* **INPUT RECORDS**:
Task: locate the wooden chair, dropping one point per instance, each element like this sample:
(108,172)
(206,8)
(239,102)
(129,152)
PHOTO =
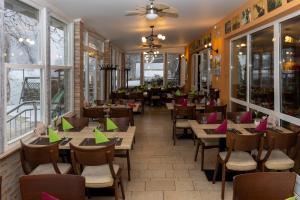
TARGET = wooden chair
(63,187)
(237,157)
(264,185)
(96,165)
(77,123)
(181,115)
(279,146)
(122,112)
(42,160)
(209,143)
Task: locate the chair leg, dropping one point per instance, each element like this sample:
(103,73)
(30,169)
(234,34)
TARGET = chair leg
(122,187)
(223,181)
(202,156)
(216,171)
(197,150)
(116,191)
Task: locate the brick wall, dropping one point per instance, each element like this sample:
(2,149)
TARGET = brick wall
(11,170)
(78,67)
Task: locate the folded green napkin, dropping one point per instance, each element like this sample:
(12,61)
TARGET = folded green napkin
(53,136)
(110,125)
(100,137)
(66,125)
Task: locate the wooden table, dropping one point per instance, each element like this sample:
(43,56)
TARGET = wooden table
(87,132)
(199,129)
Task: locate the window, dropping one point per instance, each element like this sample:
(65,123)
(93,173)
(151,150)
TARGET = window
(60,73)
(60,92)
(154,69)
(21,33)
(58,42)
(239,68)
(21,57)
(262,70)
(290,67)
(173,69)
(133,62)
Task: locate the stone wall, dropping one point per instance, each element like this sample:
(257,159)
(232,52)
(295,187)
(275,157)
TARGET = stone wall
(11,170)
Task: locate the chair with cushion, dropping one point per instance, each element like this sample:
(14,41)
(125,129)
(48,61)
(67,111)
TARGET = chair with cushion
(279,146)
(62,187)
(77,123)
(96,165)
(94,114)
(209,143)
(237,156)
(122,112)
(264,185)
(181,115)
(42,160)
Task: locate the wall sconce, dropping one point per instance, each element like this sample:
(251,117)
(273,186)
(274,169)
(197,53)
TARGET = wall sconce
(209,46)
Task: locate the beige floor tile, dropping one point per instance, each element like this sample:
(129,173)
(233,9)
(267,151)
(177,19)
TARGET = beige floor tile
(160,185)
(180,195)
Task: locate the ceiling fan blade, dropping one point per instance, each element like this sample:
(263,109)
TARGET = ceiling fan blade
(161,6)
(136,12)
(168,14)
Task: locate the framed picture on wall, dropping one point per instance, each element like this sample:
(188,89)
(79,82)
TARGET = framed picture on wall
(236,22)
(228,27)
(258,9)
(246,16)
(273,4)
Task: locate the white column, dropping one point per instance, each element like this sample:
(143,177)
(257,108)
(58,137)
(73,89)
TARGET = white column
(45,53)
(2,80)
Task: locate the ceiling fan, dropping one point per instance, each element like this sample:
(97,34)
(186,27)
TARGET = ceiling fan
(154,10)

* **TASK**: Leave out every picture and copy the rest of the records exactly.

* **REPLY**:
Task: locate the wooden chair, dropping one point per instance, each element like this sample:
(108,172)
(206,8)
(239,102)
(129,152)
PHOTO =
TARGET = wooden chair
(63,187)
(237,157)
(264,185)
(96,165)
(77,123)
(181,115)
(279,146)
(122,112)
(42,160)
(209,143)
Task: locate the chair leg, dropping one point per instance, each element like this sample:
(103,73)
(30,169)
(234,34)
TARGET = chair leg
(122,187)
(223,181)
(202,156)
(216,171)
(197,150)
(116,191)
Task: locate the brick wall, dropping one point per instance, each element like this sample:
(2,149)
TARGET = brick wall
(11,170)
(78,67)
Task: locate the folded green napkin, dropping one point per instance, each element like this sample:
(12,61)
TARGET = folded green napkin
(53,136)
(110,125)
(100,137)
(66,125)
Task: locate the wooden table, dropping one point per instance, each element like this sample:
(43,56)
TARGET = wooden table
(87,132)
(199,129)
Task: locate the window, dropping one point per instance, each element like this sample:
(65,123)
(93,173)
(151,150)
TARGET = window
(60,73)
(60,92)
(154,69)
(21,33)
(58,42)
(239,68)
(21,57)
(262,70)
(290,67)
(173,69)
(133,62)
Task: locate the stone wall, dropping one point per instance, each element like this sample:
(257,159)
(232,52)
(295,187)
(275,157)
TARGET = stone wall
(11,170)
Task: locate the chair with cushion, dropping one point per instance, each element like this sample:
(14,41)
(125,129)
(48,61)
(67,111)
TARGET = chair with cushion
(279,146)
(62,187)
(77,123)
(96,165)
(94,114)
(209,143)
(237,156)
(122,112)
(264,185)
(181,115)
(42,160)
Task: locate the wall sconce, dropping one point per instance, each element like this sample:
(251,117)
(273,186)
(274,169)
(197,53)
TARGET = wall sconce
(209,46)
Task: locate the beige floor tile, dropping one point per instance, each element like this sample:
(129,173)
(233,9)
(267,151)
(177,19)
TARGET = beige floor tile
(160,185)
(180,195)
Task: locate the ceiling fan blade, dropping one point per instance, each element like this sample:
(263,109)
TARGET = ceiling fan blade
(161,6)
(136,12)
(168,14)
Task: locate the framed picture on wall, dropping one point per instance, each element like this sample:
(188,89)
(79,82)
TARGET = framed picture on wall
(236,22)
(228,27)
(258,9)
(246,16)
(273,4)
Task: locate the white column, dropping one point per instance, each element like this sample:
(143,177)
(257,108)
(58,137)
(73,89)
TARGET = white column
(45,53)
(2,80)
Task: locate the ceiling fan, dropping one point per instance, each element like this sample:
(97,34)
(186,27)
TARGET = ceiling fan
(154,10)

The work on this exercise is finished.